## Provided information:
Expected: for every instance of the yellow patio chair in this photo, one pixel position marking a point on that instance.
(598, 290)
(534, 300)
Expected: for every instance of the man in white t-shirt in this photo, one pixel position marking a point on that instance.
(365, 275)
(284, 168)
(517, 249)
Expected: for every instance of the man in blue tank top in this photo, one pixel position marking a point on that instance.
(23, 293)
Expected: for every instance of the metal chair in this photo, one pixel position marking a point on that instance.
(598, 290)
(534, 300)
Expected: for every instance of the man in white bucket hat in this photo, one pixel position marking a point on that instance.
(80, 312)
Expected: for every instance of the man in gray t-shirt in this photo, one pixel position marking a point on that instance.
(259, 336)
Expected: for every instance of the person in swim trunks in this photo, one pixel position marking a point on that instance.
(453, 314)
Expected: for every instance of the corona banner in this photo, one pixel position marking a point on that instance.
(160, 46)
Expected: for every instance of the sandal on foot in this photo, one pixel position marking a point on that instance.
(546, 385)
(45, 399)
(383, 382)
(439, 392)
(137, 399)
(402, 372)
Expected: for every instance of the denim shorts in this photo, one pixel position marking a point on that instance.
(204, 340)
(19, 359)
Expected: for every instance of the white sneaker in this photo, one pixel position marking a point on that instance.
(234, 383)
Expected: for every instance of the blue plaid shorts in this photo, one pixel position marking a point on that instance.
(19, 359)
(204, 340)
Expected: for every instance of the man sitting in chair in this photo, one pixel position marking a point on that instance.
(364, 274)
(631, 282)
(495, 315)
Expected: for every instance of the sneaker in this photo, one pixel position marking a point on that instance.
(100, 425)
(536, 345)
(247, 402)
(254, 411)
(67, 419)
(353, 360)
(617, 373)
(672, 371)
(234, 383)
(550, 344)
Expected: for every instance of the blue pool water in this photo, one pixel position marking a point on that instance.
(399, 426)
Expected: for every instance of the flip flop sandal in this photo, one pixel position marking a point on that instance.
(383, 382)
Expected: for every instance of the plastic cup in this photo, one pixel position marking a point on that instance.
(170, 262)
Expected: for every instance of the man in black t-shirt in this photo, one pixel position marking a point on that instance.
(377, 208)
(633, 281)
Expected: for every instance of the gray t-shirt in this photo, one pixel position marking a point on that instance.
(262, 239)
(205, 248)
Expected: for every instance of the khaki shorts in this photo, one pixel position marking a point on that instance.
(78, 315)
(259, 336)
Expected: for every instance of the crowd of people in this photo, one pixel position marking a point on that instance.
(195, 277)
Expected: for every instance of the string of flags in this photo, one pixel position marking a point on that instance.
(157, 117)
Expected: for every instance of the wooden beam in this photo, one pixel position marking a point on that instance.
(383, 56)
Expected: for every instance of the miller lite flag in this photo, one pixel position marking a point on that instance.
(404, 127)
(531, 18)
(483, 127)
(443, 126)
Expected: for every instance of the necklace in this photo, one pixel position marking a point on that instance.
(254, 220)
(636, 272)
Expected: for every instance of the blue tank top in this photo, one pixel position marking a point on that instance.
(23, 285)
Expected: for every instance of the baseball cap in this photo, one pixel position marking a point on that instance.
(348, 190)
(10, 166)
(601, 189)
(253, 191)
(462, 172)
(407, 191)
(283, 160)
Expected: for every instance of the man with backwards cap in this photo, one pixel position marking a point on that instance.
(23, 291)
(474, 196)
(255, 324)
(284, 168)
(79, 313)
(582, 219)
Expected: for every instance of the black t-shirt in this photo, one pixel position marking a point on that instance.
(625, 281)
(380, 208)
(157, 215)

## Exercise brief:
Render every record verbatim. Nothing should be left out.

## Solved exercise:
Expected: for every instance of the yellow patio chair in this photo, one pixel position marking a point on that instance.
(598, 290)
(534, 300)
Expected: for every instance of the man in white t-shirt in this photo, one pixel position marking a point on that instance.
(365, 275)
(284, 168)
(517, 249)
Expected: for every instance of the man in blue tank top in this photo, one pixel position marking a point on that instance.
(23, 293)
Expected: for every instance of the metal chair in this photo, one pixel position marking a point on that instance.
(598, 290)
(534, 300)
Expected: for every instance of the man in white bucket hat in this photo, one pixel position marking a point on that instance.
(80, 312)
Expected: for every instance of the man in gray t-shirt in this photo, one pixel position marking a point on that instance.
(259, 336)
Expected: for every instance of the person in swim trunks in this photo, one pixel position marking a point on that instance.
(453, 314)
Expected: for every instance of the corona banner in this photo, one pixel position marking a point on that instance.
(160, 46)
Expected: for every instance of the sandal on foot in this photo, one pixel position marking a point on that instance.
(546, 385)
(45, 399)
(383, 382)
(439, 392)
(137, 399)
(402, 372)
Expected: for every instance of the denim shorts in this photo, one pixel position marking a point on that instance.
(204, 340)
(19, 359)
Expected: for every instance of the white sneaker in this photo, one pixel position marking a point on that instance.
(234, 383)
Expected: for every instance of the blue plaid shorts in this photo, one pixel position marking a point on that instance.
(19, 359)
(204, 340)
Expected: for every instance of the man sitting in chair in this photo, one pixel position marking a point on that instance.
(364, 274)
(631, 282)
(495, 315)
Expected: for every instance of the sneaker in this photo, one pixel position marking a point on that instance.
(100, 425)
(536, 345)
(247, 402)
(254, 411)
(67, 419)
(353, 360)
(617, 373)
(672, 371)
(234, 383)
(550, 344)
Expected: for every instance of the blue pool water in this photo, one pixel position marking a point on that instance.
(399, 426)
Expected: for every instance of the flip flop sandal in this photo, one pixel position marking a point on that instance.
(383, 382)
Expected: for every instance of the plastic cup in this photo, one pixel position marking a point on that instance.
(170, 262)
Expected: for every instance of the man in black t-shirt in this photo, one pixel position marking a point on that instance.
(377, 208)
(633, 281)
Expected: for every instance of the gray t-shirt in this photo, one pixel position marking a point on that instance.
(262, 239)
(205, 248)
Expected: for every instance of the khaki shorts in this photo, one pixel position marking a point on that instance.
(78, 315)
(259, 336)
Expected: for every instance of the crowd of people in this photo, one pixel position marking a point on that instance.
(195, 277)
Expected: for every instance of the string of flags in this photo, one pixel position marking a point on that instance.
(157, 117)
Expected: for every instance of the wooden beam in this photo, one pixel position marking a point on that instance.
(383, 56)
Expected: for every instance of the miller lite flag in this photo, one pixel position marking a point on that instance.
(404, 127)
(531, 18)
(483, 127)
(443, 126)
Expected: for every instance of the necklace in this photo, one pixel position marking a point on that instance.
(254, 220)
(636, 272)
Expected: for every instance of the blue tank top in this photo, one pixel position marking a point on that instance.
(23, 285)
Expected: for every instance of the baseball cap in this photo, one pixel position marking a point on that instance.
(348, 190)
(10, 166)
(601, 189)
(253, 191)
(462, 172)
(407, 191)
(283, 160)
Expected: for every instance of the man with backwards cap in this photo, one pixel position marking a point on that instance.
(23, 291)
(474, 196)
(255, 324)
(284, 168)
(79, 313)
(582, 219)
Expected: for every instance of the black t-shirt in this photo, one pixel position marking a point on that instance.
(625, 281)
(380, 208)
(157, 215)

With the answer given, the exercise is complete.